Task item:
Search the data below for "jersey"; list each line that holds it.

++++++++++++++++++++

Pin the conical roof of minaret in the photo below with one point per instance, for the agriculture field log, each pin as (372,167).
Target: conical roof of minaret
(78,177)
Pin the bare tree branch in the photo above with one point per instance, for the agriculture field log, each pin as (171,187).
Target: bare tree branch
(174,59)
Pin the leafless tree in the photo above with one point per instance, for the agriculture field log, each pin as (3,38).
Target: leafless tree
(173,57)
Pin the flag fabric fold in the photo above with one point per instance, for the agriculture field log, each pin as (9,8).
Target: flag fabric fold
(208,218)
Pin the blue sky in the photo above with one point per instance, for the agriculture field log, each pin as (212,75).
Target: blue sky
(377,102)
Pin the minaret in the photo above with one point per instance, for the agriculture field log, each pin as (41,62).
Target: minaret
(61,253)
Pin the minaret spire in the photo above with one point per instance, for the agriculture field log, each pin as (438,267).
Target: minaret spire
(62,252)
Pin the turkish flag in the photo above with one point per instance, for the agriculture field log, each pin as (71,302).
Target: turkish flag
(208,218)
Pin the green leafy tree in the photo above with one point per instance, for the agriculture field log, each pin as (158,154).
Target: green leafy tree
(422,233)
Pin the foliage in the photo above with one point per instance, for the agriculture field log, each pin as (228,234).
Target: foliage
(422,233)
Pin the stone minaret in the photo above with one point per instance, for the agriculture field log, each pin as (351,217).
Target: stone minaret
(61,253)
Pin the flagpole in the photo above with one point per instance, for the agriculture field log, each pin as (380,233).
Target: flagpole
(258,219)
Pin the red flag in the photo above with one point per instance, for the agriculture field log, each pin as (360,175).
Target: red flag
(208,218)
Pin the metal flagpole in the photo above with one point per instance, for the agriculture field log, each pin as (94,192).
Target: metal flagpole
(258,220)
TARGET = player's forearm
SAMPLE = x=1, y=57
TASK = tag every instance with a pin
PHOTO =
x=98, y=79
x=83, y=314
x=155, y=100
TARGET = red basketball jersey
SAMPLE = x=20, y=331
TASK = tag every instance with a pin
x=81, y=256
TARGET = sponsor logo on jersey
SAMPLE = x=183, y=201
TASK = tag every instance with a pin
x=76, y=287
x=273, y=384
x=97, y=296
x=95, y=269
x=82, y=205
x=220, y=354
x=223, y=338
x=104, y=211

++++++++++++++++++++

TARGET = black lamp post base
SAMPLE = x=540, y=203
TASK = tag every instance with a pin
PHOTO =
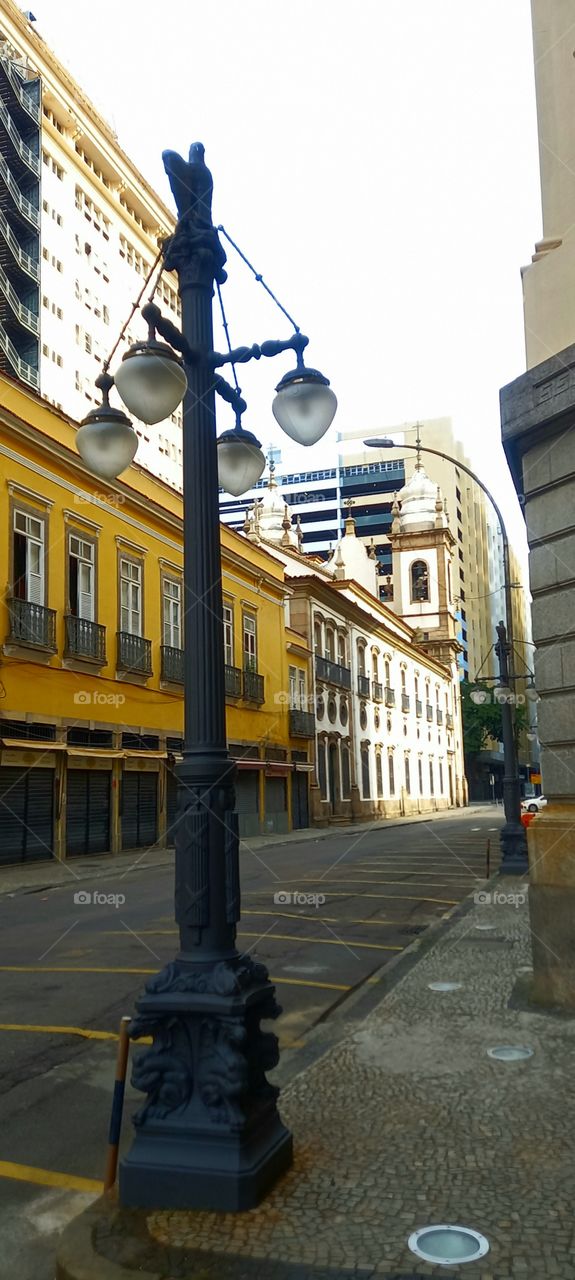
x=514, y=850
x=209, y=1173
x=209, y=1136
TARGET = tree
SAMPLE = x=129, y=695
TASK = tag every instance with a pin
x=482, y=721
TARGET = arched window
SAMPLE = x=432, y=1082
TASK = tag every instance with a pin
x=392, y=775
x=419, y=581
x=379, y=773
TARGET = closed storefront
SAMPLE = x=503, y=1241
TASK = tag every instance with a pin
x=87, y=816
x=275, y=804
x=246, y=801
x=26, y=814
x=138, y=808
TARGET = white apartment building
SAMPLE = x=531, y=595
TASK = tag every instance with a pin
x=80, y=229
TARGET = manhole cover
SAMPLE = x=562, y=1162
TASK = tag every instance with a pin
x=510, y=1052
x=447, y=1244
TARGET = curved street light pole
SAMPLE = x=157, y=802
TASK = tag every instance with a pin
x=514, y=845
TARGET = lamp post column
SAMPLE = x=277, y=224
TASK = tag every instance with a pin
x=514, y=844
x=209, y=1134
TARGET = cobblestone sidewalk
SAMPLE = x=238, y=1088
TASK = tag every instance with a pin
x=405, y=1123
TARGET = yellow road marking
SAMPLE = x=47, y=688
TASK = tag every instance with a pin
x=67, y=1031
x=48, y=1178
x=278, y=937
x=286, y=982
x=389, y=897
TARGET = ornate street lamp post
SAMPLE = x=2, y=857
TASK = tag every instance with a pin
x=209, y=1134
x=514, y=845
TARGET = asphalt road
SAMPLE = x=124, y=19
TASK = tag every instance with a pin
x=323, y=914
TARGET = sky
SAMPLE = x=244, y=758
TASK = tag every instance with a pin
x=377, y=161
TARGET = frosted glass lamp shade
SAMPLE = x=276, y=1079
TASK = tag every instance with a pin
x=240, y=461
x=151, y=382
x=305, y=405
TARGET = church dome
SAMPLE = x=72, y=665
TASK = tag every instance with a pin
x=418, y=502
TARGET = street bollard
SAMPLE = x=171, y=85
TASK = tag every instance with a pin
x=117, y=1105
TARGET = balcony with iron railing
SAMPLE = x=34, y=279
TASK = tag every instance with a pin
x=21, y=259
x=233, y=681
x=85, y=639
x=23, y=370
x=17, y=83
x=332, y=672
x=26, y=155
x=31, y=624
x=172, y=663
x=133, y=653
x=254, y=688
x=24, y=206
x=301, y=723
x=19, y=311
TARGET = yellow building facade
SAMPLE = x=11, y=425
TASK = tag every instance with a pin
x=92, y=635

++++++++++++++++++++

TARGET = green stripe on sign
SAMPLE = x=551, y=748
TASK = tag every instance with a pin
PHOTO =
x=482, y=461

++++++++++++++++++++

Final answer:
TARGET = red basketball jersey
TARGET = sponsor logo on jersey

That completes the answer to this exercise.